Input for this task:
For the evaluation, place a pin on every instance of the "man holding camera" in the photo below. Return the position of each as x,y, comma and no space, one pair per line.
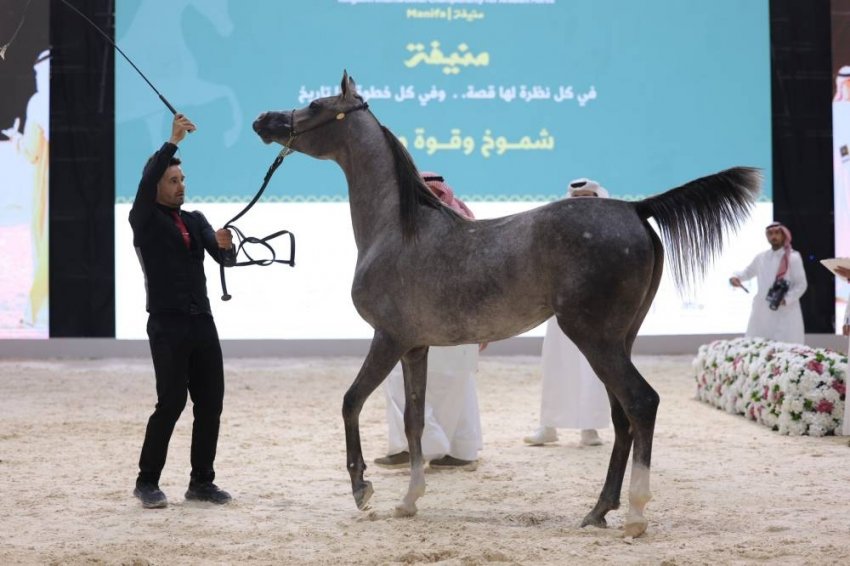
781,281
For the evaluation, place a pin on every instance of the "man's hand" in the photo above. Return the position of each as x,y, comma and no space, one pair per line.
224,238
180,126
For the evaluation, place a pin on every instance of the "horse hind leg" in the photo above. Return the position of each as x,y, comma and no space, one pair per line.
638,402
639,494
415,368
609,499
383,355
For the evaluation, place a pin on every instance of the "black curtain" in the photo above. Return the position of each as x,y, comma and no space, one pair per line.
801,79
82,171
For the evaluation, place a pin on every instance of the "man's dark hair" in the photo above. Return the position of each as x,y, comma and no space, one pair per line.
172,161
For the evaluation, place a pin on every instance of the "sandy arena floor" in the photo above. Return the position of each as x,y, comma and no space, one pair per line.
726,491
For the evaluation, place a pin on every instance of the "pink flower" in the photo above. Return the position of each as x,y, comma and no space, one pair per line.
815,366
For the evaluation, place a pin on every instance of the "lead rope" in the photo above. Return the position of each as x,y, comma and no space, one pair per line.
243,239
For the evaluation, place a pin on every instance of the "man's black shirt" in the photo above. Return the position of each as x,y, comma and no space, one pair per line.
174,274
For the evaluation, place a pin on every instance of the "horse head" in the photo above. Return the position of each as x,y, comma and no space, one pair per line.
298,129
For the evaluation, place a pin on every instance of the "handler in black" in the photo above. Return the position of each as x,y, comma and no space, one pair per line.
184,341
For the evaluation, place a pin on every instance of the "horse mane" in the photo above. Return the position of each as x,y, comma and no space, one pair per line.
412,191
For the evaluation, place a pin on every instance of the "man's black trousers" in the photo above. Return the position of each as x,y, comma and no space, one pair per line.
187,360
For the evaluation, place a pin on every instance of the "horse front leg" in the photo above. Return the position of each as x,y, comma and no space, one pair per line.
383,355
415,367
609,499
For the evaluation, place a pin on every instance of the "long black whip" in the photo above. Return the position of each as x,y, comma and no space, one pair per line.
242,238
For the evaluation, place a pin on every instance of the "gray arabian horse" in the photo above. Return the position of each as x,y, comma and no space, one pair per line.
425,276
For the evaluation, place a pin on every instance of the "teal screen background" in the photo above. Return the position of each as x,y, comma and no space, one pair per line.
641,96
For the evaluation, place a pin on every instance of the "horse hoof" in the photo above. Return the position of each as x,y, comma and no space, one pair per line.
635,527
402,510
362,496
594,521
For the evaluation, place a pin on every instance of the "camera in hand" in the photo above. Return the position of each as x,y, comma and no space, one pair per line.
776,293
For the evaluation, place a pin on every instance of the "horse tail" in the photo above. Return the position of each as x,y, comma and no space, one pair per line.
694,218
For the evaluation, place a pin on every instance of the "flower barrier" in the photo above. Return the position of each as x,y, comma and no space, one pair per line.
791,388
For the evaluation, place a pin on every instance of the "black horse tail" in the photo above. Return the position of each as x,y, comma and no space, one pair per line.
695,218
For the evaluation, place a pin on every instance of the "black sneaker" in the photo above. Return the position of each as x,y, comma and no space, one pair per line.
207,491
150,495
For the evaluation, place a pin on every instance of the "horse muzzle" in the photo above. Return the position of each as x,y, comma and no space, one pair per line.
273,126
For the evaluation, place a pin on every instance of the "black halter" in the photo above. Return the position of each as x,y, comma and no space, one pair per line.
340,116
242,238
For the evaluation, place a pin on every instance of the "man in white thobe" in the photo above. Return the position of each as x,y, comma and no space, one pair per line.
785,323
573,396
845,330
452,434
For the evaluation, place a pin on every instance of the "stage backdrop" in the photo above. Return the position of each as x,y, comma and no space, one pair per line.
509,101
24,168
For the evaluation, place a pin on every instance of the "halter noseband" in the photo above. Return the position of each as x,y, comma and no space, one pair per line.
340,116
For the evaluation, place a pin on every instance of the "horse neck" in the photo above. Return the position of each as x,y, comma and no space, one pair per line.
372,190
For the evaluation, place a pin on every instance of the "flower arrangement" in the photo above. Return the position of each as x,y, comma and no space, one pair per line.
791,388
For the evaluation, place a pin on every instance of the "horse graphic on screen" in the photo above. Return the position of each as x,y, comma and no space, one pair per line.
425,277
175,69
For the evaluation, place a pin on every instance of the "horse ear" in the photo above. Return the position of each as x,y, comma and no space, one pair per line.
347,87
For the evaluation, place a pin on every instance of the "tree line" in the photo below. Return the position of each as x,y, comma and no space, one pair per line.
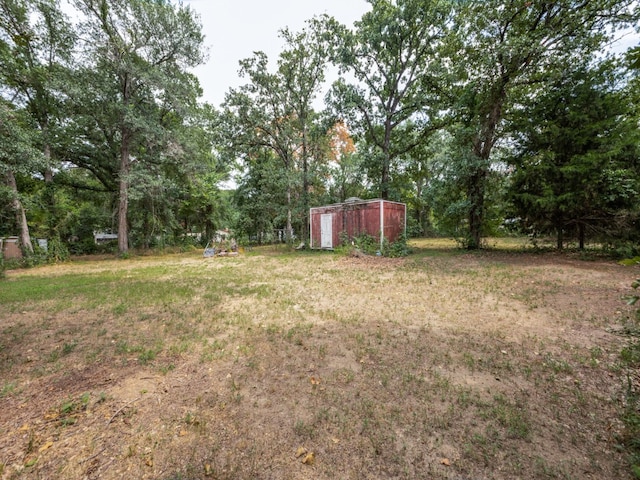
481,115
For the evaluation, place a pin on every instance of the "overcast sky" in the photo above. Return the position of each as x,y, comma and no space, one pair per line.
234,29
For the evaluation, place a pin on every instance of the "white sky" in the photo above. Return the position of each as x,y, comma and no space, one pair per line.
234,29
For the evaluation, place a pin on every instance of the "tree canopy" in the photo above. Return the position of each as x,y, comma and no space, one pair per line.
477,114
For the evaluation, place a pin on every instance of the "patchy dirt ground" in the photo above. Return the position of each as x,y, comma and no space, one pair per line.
272,365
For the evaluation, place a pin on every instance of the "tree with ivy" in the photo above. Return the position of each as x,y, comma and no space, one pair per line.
576,155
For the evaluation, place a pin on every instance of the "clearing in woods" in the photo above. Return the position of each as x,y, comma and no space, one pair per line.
276,365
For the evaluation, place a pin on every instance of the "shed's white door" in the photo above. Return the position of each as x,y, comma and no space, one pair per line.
326,230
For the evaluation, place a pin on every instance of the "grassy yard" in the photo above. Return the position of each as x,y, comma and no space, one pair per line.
446,364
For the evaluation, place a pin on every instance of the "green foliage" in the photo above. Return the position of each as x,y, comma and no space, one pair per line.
575,155
396,249
630,356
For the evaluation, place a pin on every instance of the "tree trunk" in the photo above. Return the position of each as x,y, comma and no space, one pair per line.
289,232
50,194
21,216
559,237
476,190
305,189
123,204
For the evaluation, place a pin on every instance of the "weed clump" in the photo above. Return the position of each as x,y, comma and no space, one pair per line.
630,357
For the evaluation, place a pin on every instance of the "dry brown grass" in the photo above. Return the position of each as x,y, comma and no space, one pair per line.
443,365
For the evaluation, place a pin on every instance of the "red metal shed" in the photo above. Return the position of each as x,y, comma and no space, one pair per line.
381,219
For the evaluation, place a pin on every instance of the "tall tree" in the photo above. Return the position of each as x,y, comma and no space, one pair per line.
18,156
393,56
499,46
143,50
35,46
275,109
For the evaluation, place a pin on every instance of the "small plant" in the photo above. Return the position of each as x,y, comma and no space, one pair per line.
630,356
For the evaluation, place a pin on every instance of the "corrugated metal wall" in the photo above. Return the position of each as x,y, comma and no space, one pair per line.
357,218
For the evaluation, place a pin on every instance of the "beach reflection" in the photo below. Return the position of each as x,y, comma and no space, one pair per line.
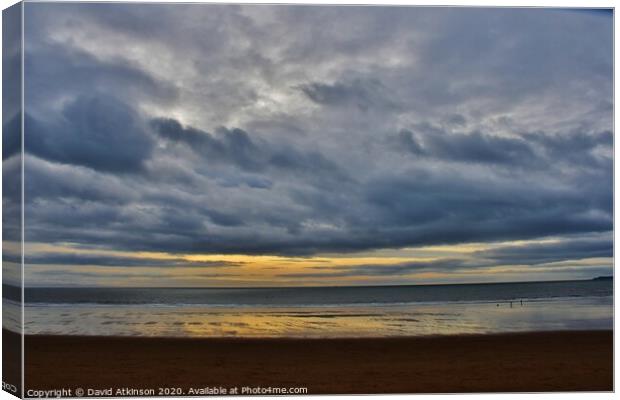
352,321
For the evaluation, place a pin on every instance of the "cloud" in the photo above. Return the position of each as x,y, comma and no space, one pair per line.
96,131
116,261
313,130
364,94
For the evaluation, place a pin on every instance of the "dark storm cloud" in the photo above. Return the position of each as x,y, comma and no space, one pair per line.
235,146
341,129
56,72
531,254
95,131
474,147
115,261
364,94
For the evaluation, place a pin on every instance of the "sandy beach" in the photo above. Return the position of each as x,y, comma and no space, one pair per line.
537,361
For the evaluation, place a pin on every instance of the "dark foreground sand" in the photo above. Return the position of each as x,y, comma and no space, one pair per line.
540,361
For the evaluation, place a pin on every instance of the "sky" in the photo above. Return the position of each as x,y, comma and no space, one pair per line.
227,145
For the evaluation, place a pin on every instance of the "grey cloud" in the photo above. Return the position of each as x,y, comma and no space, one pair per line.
529,255
115,261
97,131
364,94
56,72
474,147
235,146
501,118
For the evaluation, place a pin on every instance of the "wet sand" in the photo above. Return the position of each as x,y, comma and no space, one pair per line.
532,362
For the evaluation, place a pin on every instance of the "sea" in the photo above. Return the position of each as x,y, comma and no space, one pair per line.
313,312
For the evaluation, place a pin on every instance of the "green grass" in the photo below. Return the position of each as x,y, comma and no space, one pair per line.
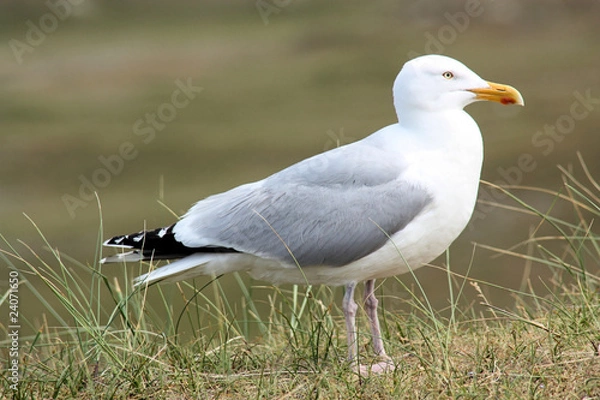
293,346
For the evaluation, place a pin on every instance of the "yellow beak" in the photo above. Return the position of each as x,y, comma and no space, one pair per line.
499,93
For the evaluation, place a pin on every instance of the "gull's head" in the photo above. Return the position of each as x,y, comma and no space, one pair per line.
436,83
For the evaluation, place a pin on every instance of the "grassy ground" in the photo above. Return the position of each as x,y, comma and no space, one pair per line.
547,346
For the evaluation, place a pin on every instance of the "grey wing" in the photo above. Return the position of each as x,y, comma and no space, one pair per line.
328,210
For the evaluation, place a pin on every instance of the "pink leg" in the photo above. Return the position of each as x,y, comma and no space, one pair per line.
371,303
349,307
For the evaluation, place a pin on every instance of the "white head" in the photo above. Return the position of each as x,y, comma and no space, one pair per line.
437,83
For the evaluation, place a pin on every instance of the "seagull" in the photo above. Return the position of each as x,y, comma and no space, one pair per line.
368,210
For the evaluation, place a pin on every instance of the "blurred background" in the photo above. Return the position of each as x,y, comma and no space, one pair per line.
155,105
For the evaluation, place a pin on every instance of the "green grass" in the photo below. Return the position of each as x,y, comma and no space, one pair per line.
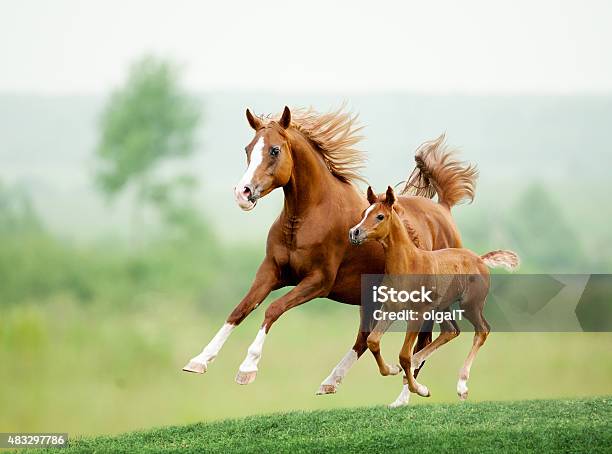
578,425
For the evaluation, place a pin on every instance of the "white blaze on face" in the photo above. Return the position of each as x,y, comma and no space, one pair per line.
247,178
365,216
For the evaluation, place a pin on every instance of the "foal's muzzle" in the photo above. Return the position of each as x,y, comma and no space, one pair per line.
246,196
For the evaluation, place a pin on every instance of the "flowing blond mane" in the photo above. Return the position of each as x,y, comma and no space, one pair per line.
335,135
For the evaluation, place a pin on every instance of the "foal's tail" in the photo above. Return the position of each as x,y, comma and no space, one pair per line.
501,259
438,172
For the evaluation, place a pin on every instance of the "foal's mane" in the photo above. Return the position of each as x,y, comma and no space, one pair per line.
335,135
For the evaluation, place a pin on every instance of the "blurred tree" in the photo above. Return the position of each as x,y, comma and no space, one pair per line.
147,120
544,239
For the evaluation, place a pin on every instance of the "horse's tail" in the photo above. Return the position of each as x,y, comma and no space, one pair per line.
501,259
438,172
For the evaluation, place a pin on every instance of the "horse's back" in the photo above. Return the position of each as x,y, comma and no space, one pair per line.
429,223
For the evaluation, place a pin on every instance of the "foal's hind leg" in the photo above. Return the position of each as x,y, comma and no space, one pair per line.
481,333
333,380
374,345
410,383
449,330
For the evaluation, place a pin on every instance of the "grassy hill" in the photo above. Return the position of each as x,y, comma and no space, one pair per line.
579,425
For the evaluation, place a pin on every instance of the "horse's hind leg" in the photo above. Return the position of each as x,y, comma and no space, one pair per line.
333,380
481,333
373,342
449,331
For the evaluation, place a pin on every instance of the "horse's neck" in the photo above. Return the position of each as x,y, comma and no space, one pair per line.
310,180
400,252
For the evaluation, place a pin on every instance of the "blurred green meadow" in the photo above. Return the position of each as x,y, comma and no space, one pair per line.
115,271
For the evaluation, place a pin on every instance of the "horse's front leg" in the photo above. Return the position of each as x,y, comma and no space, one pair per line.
265,281
309,288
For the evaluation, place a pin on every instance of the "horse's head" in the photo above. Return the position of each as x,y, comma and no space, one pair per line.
269,161
375,223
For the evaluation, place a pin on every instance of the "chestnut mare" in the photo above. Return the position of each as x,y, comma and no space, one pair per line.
311,156
463,276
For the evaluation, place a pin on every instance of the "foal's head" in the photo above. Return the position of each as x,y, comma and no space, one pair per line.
269,160
375,223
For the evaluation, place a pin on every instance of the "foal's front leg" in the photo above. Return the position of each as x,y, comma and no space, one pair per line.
265,281
374,345
309,288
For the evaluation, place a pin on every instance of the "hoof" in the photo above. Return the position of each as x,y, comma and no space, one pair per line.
196,368
423,391
244,378
462,390
398,404
326,389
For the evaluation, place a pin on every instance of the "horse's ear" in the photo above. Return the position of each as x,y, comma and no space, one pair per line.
285,120
390,200
253,120
371,196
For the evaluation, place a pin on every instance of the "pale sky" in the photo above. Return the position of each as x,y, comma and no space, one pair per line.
466,46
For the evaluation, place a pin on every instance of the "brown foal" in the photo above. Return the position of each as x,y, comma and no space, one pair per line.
456,275
311,156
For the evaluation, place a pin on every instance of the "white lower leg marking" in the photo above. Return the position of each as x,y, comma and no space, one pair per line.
402,399
210,352
341,369
464,375
254,353
421,390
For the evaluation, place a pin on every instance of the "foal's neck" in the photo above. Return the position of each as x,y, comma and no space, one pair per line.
310,180
400,251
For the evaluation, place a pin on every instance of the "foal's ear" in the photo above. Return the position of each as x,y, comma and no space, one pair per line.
253,120
285,120
390,200
371,196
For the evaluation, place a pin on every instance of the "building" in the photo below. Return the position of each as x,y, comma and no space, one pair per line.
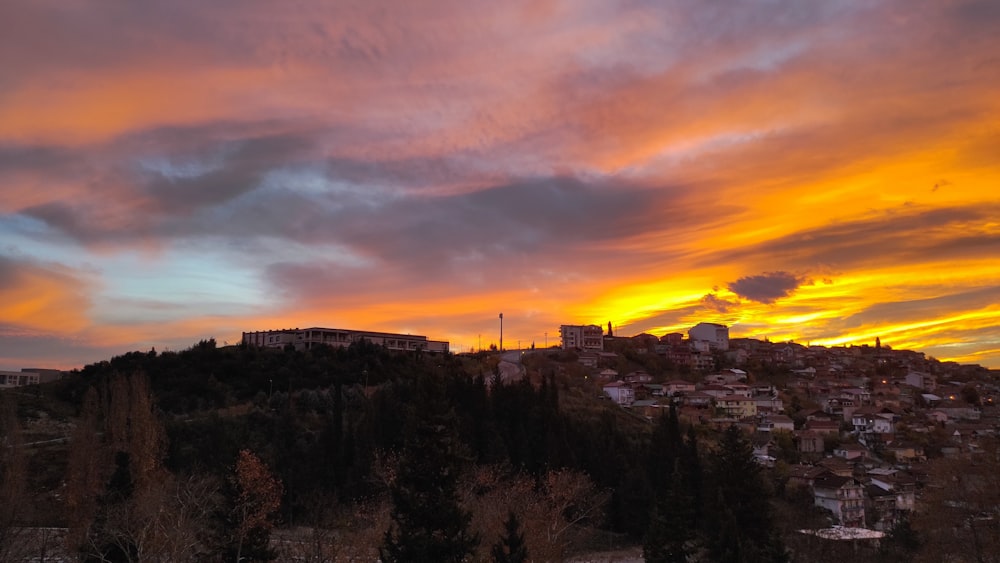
716,335
27,376
843,496
582,337
305,339
620,392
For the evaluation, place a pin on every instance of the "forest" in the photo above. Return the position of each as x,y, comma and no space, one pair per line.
360,454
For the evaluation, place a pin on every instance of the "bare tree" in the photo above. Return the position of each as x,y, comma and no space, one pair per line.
959,517
257,498
12,484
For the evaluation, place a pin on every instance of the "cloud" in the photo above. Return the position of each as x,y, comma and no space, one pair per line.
767,287
716,303
36,295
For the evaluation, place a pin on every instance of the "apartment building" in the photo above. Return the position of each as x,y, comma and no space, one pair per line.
582,337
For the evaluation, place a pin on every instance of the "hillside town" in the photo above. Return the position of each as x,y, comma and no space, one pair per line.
851,425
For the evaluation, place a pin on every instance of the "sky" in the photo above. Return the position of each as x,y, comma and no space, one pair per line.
176,170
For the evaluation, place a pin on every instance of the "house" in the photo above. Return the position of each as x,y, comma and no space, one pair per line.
608,374
28,376
582,337
843,496
769,403
678,386
838,466
850,452
697,399
921,380
810,442
620,392
776,422
638,377
716,335
737,406
880,504
802,475
825,427
717,391
906,452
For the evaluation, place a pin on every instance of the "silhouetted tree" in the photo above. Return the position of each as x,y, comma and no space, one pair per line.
427,522
739,525
511,547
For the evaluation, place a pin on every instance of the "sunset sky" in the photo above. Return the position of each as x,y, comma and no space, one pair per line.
174,170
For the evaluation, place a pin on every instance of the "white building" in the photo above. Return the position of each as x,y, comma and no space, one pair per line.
620,392
582,337
304,339
716,335
29,376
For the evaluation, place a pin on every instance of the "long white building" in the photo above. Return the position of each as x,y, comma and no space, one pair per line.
716,335
306,338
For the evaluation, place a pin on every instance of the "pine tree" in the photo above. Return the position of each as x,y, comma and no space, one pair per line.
739,526
427,522
511,547
670,530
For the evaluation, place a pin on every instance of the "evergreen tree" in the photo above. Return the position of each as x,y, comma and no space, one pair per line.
511,547
427,522
739,526
670,528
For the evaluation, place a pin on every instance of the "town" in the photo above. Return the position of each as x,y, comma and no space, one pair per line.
852,438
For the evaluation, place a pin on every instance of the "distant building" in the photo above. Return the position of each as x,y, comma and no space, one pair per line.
716,335
582,337
28,376
305,339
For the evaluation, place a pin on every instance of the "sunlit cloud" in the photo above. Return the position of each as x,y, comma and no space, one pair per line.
823,172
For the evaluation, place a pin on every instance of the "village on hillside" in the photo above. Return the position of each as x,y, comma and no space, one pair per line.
853,426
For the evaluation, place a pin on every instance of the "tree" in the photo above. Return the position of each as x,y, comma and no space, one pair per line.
427,522
739,525
959,519
670,530
511,547
12,483
255,496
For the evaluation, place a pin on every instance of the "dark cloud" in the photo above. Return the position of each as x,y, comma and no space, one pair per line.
242,166
902,235
716,303
915,310
767,287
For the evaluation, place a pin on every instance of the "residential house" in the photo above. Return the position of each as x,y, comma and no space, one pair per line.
620,392
801,475
582,337
717,391
697,399
769,403
771,422
850,452
825,427
638,377
843,496
906,452
737,406
678,386
810,442
921,380
716,335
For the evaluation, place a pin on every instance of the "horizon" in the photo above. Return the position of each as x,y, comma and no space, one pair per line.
817,173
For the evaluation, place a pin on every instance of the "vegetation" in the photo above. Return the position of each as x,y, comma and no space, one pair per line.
235,453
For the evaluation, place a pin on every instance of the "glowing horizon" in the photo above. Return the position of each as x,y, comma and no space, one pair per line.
179,171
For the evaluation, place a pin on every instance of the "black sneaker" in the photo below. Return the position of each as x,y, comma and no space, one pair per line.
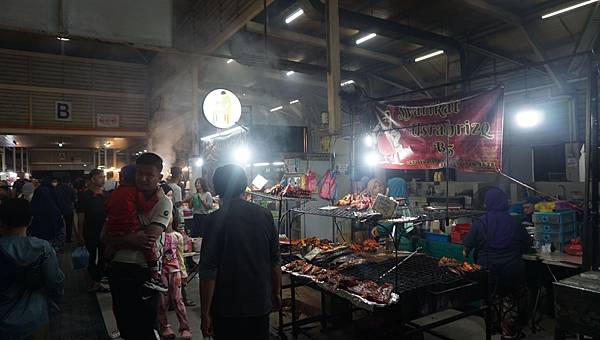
155,284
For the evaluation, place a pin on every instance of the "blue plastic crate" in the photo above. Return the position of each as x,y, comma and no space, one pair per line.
562,217
555,228
437,237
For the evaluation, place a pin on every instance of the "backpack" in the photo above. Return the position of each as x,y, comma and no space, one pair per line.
328,186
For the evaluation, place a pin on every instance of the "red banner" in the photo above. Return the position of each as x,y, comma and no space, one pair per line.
416,135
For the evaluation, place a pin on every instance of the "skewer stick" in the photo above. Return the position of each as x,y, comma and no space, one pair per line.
401,262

Prompt: Show every line in the entries above that contains the word "beach", treating uppercase and lowercase as different.

Full output:
For the evaluation, place a pin on every instance of the "beach reflection" in the photo below. Return the position of each as x,y, comma and no space, one pair per line.
For the evaluation, place a pin on every instance of the "sandy beach" in the photo above. Return the position of each as x,y, comma and no space, one pair per line.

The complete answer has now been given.